#### RECORDS
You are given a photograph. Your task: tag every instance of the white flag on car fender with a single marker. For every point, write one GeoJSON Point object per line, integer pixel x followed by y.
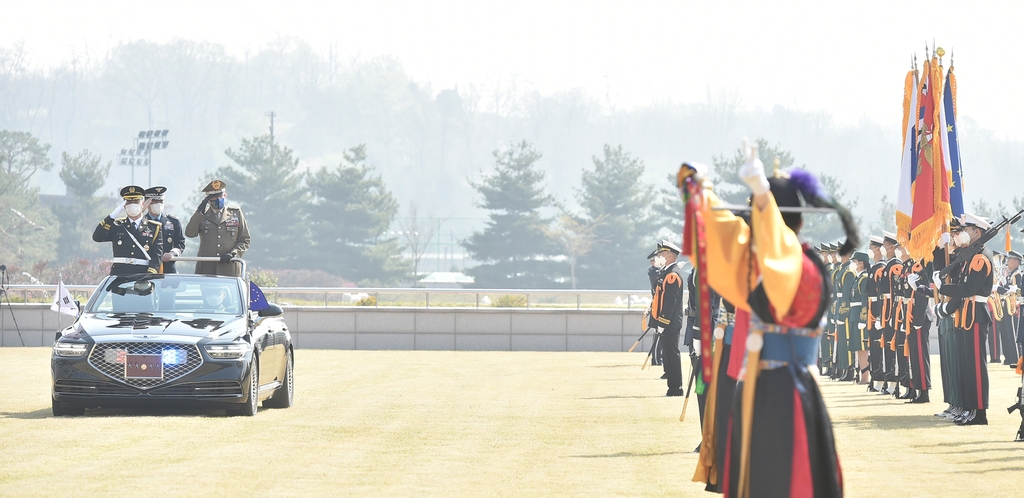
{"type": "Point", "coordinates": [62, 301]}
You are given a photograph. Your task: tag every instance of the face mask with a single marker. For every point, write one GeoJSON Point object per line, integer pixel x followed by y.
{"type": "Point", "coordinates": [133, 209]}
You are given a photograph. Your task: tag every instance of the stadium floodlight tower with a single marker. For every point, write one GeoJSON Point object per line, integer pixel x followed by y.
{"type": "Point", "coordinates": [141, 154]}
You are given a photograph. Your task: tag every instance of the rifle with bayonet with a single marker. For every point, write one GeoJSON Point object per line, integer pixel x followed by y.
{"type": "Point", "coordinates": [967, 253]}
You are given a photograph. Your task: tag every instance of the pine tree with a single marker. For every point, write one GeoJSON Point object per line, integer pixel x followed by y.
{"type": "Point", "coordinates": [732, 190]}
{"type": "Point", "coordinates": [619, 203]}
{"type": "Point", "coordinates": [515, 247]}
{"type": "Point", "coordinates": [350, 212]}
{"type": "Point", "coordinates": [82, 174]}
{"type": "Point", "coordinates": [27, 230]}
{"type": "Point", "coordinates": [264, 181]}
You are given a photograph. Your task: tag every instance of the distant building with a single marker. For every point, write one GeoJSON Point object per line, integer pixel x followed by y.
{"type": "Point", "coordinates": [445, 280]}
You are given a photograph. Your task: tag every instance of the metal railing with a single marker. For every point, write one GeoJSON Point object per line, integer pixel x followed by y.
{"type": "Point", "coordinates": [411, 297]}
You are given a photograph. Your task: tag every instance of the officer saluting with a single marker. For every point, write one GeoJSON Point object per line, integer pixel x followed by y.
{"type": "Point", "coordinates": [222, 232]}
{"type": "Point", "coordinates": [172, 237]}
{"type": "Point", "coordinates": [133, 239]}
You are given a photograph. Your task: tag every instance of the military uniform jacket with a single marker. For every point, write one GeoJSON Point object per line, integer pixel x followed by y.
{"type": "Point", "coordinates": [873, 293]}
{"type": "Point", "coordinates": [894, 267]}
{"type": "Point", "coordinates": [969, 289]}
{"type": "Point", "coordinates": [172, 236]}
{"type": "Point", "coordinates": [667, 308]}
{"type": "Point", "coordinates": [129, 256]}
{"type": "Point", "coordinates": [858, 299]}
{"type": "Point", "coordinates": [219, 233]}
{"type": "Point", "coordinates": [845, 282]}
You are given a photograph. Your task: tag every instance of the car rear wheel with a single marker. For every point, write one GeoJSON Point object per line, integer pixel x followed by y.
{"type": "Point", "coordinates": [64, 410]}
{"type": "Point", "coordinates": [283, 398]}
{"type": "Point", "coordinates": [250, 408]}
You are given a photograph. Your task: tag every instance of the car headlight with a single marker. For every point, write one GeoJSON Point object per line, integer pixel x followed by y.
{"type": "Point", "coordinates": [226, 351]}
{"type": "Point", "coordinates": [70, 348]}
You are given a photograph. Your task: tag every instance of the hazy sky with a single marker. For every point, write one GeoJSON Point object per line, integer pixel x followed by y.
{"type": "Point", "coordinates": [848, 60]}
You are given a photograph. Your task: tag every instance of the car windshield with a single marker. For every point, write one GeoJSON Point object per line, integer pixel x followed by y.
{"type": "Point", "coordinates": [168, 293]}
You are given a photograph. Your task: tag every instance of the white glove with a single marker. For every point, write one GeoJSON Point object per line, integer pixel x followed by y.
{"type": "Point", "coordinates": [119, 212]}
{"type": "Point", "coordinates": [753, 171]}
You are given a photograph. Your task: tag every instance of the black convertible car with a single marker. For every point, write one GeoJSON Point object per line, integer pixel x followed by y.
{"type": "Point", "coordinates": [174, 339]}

...

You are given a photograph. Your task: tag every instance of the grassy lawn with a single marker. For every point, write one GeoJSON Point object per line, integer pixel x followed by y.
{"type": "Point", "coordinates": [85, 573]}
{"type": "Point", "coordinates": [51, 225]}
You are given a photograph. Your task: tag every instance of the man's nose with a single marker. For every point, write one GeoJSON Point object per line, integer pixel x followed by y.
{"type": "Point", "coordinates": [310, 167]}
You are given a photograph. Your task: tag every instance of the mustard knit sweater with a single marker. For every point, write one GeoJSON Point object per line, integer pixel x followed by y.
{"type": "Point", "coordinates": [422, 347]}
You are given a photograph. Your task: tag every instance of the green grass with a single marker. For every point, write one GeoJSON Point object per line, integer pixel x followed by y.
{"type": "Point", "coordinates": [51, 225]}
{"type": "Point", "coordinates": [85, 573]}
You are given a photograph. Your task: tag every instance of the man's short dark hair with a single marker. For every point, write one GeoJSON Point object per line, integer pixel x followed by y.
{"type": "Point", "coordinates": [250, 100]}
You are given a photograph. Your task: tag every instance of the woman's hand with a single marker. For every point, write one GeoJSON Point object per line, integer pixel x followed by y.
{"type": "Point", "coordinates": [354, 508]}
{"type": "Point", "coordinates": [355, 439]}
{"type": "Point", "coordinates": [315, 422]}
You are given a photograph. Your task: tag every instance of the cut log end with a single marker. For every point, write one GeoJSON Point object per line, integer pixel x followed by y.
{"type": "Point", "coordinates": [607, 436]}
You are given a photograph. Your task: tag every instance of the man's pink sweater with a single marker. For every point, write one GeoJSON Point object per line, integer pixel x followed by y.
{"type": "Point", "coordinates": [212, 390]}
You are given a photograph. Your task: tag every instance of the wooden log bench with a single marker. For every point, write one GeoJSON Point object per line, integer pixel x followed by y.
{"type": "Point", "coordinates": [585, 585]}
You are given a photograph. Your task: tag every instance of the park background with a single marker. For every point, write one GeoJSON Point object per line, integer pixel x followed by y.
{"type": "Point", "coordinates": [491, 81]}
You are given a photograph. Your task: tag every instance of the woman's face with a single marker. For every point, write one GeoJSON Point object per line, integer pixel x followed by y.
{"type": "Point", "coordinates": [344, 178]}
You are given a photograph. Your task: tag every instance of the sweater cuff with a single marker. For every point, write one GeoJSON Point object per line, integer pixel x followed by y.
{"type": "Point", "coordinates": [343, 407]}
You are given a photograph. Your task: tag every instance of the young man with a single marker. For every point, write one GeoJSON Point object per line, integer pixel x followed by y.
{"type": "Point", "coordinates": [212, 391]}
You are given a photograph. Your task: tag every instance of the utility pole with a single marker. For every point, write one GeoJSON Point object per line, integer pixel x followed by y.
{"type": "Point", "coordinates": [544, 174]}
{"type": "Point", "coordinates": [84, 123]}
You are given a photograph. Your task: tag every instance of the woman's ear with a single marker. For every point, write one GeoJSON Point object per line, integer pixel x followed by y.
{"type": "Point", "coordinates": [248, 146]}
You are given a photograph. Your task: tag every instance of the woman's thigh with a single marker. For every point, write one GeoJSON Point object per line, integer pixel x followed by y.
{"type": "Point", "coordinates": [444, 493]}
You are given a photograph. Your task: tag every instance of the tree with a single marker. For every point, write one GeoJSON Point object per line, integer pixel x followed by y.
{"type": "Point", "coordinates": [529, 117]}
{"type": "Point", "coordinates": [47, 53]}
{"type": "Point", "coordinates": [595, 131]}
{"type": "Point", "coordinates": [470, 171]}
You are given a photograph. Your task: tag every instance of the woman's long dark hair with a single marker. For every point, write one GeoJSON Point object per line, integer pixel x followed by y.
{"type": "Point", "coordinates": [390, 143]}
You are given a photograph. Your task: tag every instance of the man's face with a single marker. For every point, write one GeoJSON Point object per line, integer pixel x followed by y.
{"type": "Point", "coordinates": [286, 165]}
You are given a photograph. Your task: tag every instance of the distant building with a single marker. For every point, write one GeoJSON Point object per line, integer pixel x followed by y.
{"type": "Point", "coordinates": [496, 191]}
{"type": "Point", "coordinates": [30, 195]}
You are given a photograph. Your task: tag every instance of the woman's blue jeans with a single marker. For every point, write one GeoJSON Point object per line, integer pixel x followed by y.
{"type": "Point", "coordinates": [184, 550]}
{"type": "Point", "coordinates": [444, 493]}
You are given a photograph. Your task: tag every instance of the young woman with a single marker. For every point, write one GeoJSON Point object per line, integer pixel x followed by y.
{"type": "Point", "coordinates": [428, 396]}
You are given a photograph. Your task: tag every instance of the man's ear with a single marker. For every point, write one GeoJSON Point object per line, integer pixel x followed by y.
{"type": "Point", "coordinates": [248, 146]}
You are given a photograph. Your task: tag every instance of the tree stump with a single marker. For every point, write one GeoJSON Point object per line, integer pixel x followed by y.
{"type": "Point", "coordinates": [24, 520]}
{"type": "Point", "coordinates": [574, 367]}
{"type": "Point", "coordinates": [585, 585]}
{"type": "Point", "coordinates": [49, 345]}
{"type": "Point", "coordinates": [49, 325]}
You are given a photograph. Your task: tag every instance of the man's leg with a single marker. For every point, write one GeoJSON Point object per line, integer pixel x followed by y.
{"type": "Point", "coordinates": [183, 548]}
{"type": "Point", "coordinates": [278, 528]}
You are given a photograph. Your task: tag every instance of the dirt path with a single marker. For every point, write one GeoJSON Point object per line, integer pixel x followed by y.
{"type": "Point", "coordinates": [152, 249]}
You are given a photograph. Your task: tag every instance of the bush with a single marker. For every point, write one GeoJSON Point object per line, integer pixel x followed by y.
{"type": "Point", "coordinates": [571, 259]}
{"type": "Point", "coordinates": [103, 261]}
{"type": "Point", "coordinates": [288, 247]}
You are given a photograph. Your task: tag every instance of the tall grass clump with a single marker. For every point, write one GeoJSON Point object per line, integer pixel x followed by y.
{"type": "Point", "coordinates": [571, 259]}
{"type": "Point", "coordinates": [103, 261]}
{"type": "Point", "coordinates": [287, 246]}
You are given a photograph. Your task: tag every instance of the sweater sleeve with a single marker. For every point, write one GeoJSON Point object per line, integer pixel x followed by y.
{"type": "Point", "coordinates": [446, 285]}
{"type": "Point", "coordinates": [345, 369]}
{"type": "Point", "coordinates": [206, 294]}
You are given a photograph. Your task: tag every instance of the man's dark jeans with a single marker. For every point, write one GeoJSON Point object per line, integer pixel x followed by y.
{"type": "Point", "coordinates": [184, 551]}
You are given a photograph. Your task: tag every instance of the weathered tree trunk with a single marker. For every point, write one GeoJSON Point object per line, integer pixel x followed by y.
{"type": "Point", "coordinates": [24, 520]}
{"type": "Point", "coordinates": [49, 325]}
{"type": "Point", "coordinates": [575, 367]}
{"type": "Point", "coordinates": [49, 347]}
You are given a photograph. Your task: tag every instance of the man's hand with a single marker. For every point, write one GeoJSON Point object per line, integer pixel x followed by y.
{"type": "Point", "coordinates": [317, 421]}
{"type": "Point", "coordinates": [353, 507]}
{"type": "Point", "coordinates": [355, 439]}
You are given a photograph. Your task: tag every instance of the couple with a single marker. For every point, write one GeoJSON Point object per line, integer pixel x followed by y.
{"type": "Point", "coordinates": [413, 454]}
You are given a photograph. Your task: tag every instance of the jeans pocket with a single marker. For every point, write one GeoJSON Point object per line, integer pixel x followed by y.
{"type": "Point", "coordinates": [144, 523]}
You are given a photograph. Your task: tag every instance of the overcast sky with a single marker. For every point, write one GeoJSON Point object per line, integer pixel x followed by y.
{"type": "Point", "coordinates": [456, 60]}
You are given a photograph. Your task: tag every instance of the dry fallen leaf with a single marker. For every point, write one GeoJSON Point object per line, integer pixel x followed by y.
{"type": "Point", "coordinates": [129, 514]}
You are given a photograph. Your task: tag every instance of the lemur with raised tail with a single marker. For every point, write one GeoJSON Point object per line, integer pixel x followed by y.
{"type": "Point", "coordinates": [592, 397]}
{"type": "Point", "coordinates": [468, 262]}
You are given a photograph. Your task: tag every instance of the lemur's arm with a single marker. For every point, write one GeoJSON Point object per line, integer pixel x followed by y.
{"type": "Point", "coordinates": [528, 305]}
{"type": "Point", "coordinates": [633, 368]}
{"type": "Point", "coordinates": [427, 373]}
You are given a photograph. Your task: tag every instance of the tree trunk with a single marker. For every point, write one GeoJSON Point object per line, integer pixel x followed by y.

#### DIRECTIONS
Return every line of the data above that contains the string "trunk", copied in full.

#### EXPECTED ANSWER
You are given a photograph. Your task: tag every instance of the weathered tree trunk with a single marker. For every point, write one GeoJSON Point object per line, integer pixel x followed by y.
You are given a photograph. Your task: tag every instance of the tree trunk with a single marker. For every point, write one GeoJSON Point object per line, integer pixel x followed by y.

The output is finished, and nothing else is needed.